▸ **PROBLEM DETAILS**
Transcribe, exactly and in full, every record shown below, while omitting its images.

▸ **DATA TO PROCESS**
┄┄┄┄┄┄┄┄┄┄┄┄┄┄┄┄┄┄┄┄

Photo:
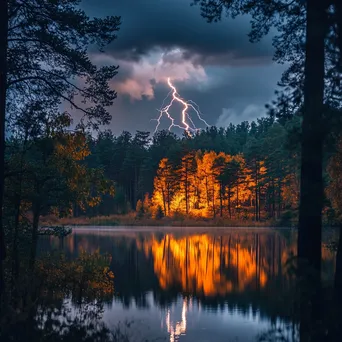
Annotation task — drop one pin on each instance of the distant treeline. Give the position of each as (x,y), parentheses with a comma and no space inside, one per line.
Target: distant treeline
(244,171)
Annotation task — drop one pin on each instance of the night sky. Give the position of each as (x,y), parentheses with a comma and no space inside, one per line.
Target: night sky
(214,64)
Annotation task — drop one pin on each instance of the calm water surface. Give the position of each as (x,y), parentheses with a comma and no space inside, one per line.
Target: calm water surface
(196,284)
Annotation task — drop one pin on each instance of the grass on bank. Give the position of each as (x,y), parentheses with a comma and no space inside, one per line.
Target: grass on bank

┄┄┄┄┄┄┄┄┄┄┄┄┄┄┄┄┄┄┄┄

▸ **PROBLEM SOLUTION**
Photo:
Annotation task — drop one pin on each instance of the distant treeline. Give the position of each as (x,y), parentheses with a comma and no space inside, one per line.
Target: distant treeline
(244,171)
Annotation task — drop one pin on each instance of the night sky. Give the position of each as (x,y), parentheses with a comma and no space inside, one per line.
Target: night sky
(214,64)
Annotation task — drop one pin on each instance of the calm water surface. Give the position of each as (x,y), parentheses with a comma and no space inside, one per line.
Target: calm water surface
(196,284)
Annotation task — drop one pin on each instance of the grass on bank. Give the position of each as (x,y), parentheses with a comma and no space inside, one per line.
Target: grass on bank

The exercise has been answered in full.